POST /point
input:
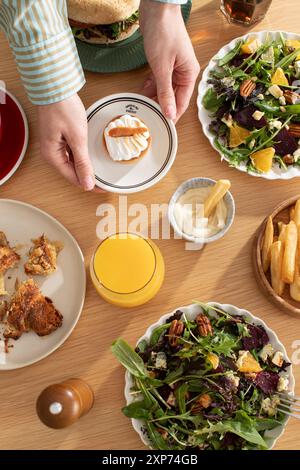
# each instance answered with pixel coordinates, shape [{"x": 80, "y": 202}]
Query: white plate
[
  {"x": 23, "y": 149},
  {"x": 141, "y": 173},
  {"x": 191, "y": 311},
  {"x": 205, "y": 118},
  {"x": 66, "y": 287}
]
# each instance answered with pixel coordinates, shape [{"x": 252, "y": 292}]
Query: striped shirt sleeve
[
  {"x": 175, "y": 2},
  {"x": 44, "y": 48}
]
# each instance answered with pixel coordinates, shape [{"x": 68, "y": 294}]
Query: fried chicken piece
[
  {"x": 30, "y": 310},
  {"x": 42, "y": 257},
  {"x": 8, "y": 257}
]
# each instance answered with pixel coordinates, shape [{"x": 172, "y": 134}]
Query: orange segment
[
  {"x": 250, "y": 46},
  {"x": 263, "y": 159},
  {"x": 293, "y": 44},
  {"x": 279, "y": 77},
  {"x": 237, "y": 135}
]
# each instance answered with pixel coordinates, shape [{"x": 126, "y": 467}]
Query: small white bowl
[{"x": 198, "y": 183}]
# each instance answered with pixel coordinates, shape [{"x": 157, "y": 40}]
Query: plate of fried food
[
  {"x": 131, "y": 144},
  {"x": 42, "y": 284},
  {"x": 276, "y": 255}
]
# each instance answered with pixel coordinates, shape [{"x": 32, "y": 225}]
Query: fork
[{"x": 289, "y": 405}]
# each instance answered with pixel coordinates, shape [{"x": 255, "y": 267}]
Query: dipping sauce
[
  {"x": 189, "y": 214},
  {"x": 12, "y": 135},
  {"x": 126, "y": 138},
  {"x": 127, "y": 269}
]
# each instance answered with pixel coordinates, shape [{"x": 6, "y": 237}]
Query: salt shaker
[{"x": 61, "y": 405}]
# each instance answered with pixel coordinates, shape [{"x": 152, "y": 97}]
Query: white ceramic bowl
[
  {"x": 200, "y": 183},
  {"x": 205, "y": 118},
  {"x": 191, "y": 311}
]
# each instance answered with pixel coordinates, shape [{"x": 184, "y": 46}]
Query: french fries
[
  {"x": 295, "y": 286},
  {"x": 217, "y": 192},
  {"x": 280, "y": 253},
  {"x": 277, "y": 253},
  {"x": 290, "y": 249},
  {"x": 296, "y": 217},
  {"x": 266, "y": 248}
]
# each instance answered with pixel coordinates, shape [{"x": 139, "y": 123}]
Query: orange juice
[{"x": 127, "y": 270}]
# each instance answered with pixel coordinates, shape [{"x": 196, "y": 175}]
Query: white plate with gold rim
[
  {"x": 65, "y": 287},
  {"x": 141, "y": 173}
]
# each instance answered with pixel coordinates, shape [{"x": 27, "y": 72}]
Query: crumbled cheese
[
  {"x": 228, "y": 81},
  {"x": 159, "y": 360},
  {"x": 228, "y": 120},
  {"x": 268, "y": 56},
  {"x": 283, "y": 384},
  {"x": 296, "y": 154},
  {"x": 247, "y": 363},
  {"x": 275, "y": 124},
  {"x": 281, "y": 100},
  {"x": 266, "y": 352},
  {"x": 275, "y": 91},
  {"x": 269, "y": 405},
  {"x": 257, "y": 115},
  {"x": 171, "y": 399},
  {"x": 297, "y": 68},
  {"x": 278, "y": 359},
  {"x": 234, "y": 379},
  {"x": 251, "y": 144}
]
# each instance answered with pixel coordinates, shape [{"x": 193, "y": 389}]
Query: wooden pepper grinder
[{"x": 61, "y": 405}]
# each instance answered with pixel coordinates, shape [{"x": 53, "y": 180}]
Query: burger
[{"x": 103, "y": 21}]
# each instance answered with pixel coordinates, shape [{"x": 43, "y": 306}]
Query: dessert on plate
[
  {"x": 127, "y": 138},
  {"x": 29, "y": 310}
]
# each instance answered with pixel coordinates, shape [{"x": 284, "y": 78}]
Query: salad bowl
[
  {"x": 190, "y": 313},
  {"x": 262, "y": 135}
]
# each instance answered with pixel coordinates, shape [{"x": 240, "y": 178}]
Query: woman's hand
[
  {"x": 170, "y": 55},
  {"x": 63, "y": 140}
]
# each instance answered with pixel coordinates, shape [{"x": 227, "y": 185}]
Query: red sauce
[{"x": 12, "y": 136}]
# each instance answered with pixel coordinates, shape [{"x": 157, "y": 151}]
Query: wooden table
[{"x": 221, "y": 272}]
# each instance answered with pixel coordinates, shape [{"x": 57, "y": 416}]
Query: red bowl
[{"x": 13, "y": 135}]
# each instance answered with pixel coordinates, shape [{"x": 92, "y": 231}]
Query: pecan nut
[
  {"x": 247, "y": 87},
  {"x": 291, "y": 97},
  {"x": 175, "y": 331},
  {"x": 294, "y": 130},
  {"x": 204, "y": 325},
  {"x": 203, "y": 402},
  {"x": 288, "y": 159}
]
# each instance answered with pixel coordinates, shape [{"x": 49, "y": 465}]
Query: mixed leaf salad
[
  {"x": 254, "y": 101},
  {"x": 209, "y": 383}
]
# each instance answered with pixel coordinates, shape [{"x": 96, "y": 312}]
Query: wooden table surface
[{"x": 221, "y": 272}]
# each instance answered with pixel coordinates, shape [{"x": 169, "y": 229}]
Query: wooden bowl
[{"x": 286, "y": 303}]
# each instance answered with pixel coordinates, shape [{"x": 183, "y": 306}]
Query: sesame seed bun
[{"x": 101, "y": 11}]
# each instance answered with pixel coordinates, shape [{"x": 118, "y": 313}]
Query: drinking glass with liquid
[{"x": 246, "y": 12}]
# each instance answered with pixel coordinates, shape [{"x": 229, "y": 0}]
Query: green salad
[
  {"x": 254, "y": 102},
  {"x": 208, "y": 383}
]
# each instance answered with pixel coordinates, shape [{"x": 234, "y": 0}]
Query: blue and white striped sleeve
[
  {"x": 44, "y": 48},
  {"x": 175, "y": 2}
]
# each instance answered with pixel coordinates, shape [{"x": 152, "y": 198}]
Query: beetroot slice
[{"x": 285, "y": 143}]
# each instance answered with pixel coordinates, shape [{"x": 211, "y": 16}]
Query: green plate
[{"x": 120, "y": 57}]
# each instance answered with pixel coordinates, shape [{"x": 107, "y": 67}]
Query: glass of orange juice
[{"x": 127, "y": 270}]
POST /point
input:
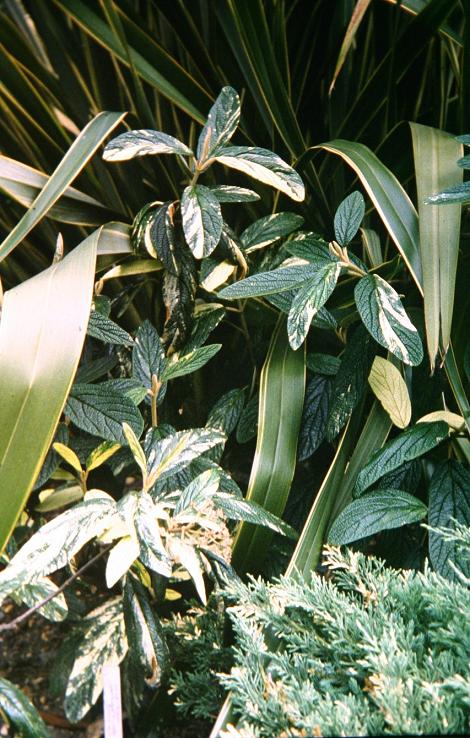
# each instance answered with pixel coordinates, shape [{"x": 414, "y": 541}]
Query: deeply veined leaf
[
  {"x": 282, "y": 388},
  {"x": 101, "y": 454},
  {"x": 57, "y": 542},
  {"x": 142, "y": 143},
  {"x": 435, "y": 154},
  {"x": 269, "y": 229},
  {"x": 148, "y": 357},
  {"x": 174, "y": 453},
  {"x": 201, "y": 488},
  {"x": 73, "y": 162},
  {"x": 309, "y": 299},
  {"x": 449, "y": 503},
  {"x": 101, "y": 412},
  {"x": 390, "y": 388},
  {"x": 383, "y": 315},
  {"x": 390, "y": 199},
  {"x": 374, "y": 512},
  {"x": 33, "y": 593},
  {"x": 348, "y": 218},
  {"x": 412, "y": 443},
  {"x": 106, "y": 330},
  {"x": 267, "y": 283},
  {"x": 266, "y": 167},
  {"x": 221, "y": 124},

▶ [PROMPT]
Retype the entire listing exactly as it appears, dropping only the pictures.

▶ [SOLVED PROBLEM]
POST /point
input:
# each instance answered with pixel coordinates, shape [{"x": 80, "y": 202}]
Query: white plate
[
  {"x": 23, "y": 149},
  {"x": 141, "y": 173},
  {"x": 191, "y": 311},
  {"x": 205, "y": 118},
  {"x": 66, "y": 287}
]
# each instance answered with pixel coordinates, shape [{"x": 252, "y": 292}]
Query: striped shirt sleeve
[
  {"x": 175, "y": 2},
  {"x": 44, "y": 48}
]
# each instance answered with pixel coordinates, shape [{"x": 68, "y": 294}]
Query: fried chicken piece
[
  {"x": 30, "y": 310},
  {"x": 42, "y": 257},
  {"x": 8, "y": 257}
]
# each instance answered with pixel coordinates, shape [{"x": 172, "y": 134}]
Query: orange segment
[
  {"x": 250, "y": 46},
  {"x": 263, "y": 159},
  {"x": 293, "y": 44},
  {"x": 279, "y": 77},
  {"x": 237, "y": 135}
]
# each instance answered with pixel coordinates, shape [{"x": 126, "y": 467}]
Query: small white bowl
[{"x": 198, "y": 183}]
# each instance answered with pixel coordinates, shape [{"x": 157, "y": 40}]
Query: plate of fried food
[
  {"x": 131, "y": 144},
  {"x": 42, "y": 284},
  {"x": 276, "y": 255}
]
# each instance answered with pixel coordinates, shape [{"x": 32, "y": 225}]
Query: fork
[{"x": 289, "y": 405}]
# each instance answered with pixel coordinates, shape [{"x": 255, "y": 267}]
Query: dipping sauce
[
  {"x": 189, "y": 214},
  {"x": 12, "y": 135},
  {"x": 126, "y": 138},
  {"x": 127, "y": 269}
]
# each instance answered with pixel coordinates, shape [{"x": 6, "y": 237}]
Query: salt shaker
[{"x": 61, "y": 405}]
# each instance answered with pixel coordinates, shape [{"x": 152, "y": 97}]
Query: white ceramic bowl
[
  {"x": 200, "y": 183},
  {"x": 205, "y": 118},
  {"x": 191, "y": 311}
]
# each instance answered with pixel coordinates, shape [{"x": 184, "y": 46}]
Query: french fries
[
  {"x": 295, "y": 286},
  {"x": 217, "y": 192},
  {"x": 280, "y": 253},
  {"x": 277, "y": 253},
  {"x": 290, "y": 249},
  {"x": 296, "y": 217},
  {"x": 266, "y": 248}
]
# each instance answered with pixel coordinates, shape [{"x": 139, "y": 123}]
Query: orange juice
[{"x": 127, "y": 270}]
# each instance answered with pixel coordinates, shape [{"x": 196, "y": 175}]
Query: white plate with gold rim
[
  {"x": 65, "y": 287},
  {"x": 141, "y": 173}
]
# each instance answered with pixel coordinates, shape [{"x": 27, "y": 72}]
Query: crumbled cheese
[
  {"x": 228, "y": 81},
  {"x": 159, "y": 360},
  {"x": 228, "y": 120},
  {"x": 268, "y": 56},
  {"x": 283, "y": 384},
  {"x": 296, "y": 154},
  {"x": 247, "y": 363},
  {"x": 275, "y": 124},
  {"x": 281, "y": 100},
  {"x": 266, "y": 352},
  {"x": 275, "y": 91},
  {"x": 269, "y": 405},
  {"x": 257, "y": 115},
  {"x": 171, "y": 399},
  {"x": 297, "y": 68},
  {"x": 278, "y": 359},
  {"x": 234, "y": 379},
  {"x": 251, "y": 144}
]
# each instance answered with pixel coordinates, shape [{"x": 193, "y": 389}]
Query: wooden pepper grinder
[{"x": 61, "y": 405}]
# each instance answered with pixel coordinates, shape [{"x": 53, "y": 180}]
Query: burger
[{"x": 103, "y": 21}]
# each instance answered with pixel coordinates, shape [{"x": 43, "y": 306}]
Query: dessert on plate
[
  {"x": 127, "y": 138},
  {"x": 29, "y": 310}
]
# each instance answered with pixel coordinates, shape [{"x": 284, "y": 78}]
Query: salad bowl
[
  {"x": 190, "y": 313},
  {"x": 262, "y": 135}
]
# each instance answered with pixel coordinates, shape [{"x": 240, "y": 178}]
Query: woman's hand
[
  {"x": 170, "y": 55},
  {"x": 63, "y": 140}
]
# each instance answered with pixel coordinates, shape [{"x": 227, "y": 185}]
Query: red sauce
[{"x": 12, "y": 136}]
# each instance answered with pixel coordinates, shape [{"x": 157, "y": 151}]
Query: wooden table
[{"x": 221, "y": 272}]
# each instance answered with pixel coordinates, shape [{"x": 57, "y": 416}]
Query: red bowl
[{"x": 13, "y": 135}]
# each instance answered with pixel coordinates, shape [{"x": 92, "y": 231}]
Query: pecan nut
[
  {"x": 247, "y": 87},
  {"x": 291, "y": 97},
  {"x": 175, "y": 331},
  {"x": 294, "y": 130},
  {"x": 204, "y": 325},
  {"x": 203, "y": 402},
  {"x": 288, "y": 159}
]
# each instance answered with pixel coordinates, shape [{"x": 49, "y": 465}]
Query: mixed leaf salad
[
  {"x": 254, "y": 101},
  {"x": 209, "y": 383}
]
# each instance answered with pixel coordinates, shape [{"x": 96, "y": 312}]
Query: wooden table surface
[{"x": 221, "y": 272}]
# each instance answered with pixel coordinates, shape [{"x": 169, "y": 229}]
Query: wooden bowl
[{"x": 286, "y": 303}]
# each instance answered with pixel coordinates, shape [{"x": 183, "y": 306}]
Query: sesame seed bun
[{"x": 101, "y": 11}]
# each instance answered with pixel coordinates, shape [{"x": 118, "y": 313}]
Query: drinking glass with liquid
[{"x": 246, "y": 12}]
# each instance answered with pixel coordinates, shape [{"x": 229, "y": 0}]
Query: green salad
[
  {"x": 254, "y": 102},
  {"x": 208, "y": 383}
]
# each instance answered with pixel coordinates, shape [{"x": 234, "y": 0}]
Query: blue and white striped sleeve
[
  {"x": 44, "y": 48},
  {"x": 175, "y": 2}
]
# each instance answered with pixel coordinates, shape [{"x": 152, "y": 198}]
Query: beetroot slice
[{"x": 285, "y": 143}]
# each instance answered with pixel coordinates, shape [{"x": 211, "y": 16}]
Query: green plate
[{"x": 120, "y": 57}]
# each instance answered with pixel coordinates, shape [{"x": 107, "y": 67}]
Query: glass of orange juice
[{"x": 127, "y": 270}]
POST /point
input:
# each instance answered with pixel coordinates, shape [{"x": 414, "y": 541}]
Query: deeply veined leaf
[
  {"x": 282, "y": 388},
  {"x": 101, "y": 454},
  {"x": 57, "y": 542},
  {"x": 142, "y": 143},
  {"x": 435, "y": 154},
  {"x": 269, "y": 229},
  {"x": 148, "y": 357},
  {"x": 174, "y": 453},
  {"x": 201, "y": 488},
  {"x": 73, "y": 162},
  {"x": 309, "y": 299},
  {"x": 449, "y": 503},
  {"x": 101, "y": 412},
  {"x": 390, "y": 388},
  {"x": 383, "y": 315},
  {"x": 390, "y": 199},
  {"x": 374, "y": 512},
  {"x": 33, "y": 593},
  {"x": 348, "y": 218},
  {"x": 412, "y": 443},
  {"x": 106, "y": 330},
  {"x": 267, "y": 283},
  {"x": 266, "y": 167},
  {"x": 221, "y": 124},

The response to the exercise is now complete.